Rewrite the records starting at the line containing "Where can you find the tuft" and ending at the line containing "point(219, 35)", requests included, and shift every coordinate in the marked answer points up by 146. Leave the requests and their sample points unchanged, and give only these lines.

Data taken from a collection
────────

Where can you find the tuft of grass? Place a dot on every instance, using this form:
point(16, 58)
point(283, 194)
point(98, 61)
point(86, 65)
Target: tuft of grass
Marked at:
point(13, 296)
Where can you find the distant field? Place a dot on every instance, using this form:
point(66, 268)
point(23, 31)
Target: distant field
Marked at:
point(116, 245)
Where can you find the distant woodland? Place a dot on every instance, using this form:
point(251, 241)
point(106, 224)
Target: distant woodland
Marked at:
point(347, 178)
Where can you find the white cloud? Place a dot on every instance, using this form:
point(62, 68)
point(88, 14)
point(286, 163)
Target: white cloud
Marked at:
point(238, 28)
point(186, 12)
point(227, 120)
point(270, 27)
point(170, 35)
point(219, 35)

────────

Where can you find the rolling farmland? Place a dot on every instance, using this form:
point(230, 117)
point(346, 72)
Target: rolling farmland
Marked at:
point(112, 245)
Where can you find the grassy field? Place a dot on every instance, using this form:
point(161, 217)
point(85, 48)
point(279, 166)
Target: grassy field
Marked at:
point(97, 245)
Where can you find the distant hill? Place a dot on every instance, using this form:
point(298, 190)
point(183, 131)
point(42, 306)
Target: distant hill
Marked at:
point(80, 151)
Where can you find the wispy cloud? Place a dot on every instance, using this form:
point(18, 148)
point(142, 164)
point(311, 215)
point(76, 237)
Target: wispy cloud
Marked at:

────────

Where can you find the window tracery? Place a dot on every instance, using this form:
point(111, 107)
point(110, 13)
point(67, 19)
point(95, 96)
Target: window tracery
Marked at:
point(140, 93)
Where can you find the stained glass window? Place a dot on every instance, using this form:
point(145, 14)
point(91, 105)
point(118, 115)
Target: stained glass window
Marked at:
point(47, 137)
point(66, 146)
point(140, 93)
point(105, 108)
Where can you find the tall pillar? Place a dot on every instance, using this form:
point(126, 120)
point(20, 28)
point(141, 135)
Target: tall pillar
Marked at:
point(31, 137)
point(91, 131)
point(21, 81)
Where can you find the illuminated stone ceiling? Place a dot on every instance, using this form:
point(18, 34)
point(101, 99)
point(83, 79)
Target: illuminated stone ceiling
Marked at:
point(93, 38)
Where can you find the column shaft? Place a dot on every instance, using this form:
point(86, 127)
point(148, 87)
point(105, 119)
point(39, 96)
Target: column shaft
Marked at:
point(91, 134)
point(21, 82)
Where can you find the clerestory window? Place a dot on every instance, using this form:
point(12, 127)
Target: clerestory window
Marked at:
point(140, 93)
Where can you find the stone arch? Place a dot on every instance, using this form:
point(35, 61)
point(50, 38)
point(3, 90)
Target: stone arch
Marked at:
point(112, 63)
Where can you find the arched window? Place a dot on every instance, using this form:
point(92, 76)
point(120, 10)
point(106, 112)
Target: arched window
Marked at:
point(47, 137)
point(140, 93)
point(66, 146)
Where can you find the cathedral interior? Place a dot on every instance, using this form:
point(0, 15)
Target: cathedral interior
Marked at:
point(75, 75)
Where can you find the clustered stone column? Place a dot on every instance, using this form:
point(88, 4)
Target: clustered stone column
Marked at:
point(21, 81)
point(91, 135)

────────

SOLUTION FOR THIS PROBLEM -
Where can you find the tuft of grass? Place a dot on every instance, using this form:
point(16, 58)
point(283, 194)
point(98, 61)
point(86, 65)
Target: tuft of grass
Marked at:
point(159, 442)
Where can you find the distant field? Place a dot on every instance, using this form:
point(66, 268)
point(23, 31)
Target: distant field
Marked at:
point(262, 391)
Where can you find the distant woodland? Place a dot on every instance, using this form:
point(251, 241)
point(106, 224)
Target: distant woodland
Marked at:
point(493, 324)
Where can you find the white cloud? Place a dot on every instance, using this form:
point(62, 68)
point(88, 14)
point(286, 163)
Target: white cloud
Marked at:
point(384, 174)
point(332, 158)
point(373, 266)
point(416, 173)
point(316, 181)
point(365, 181)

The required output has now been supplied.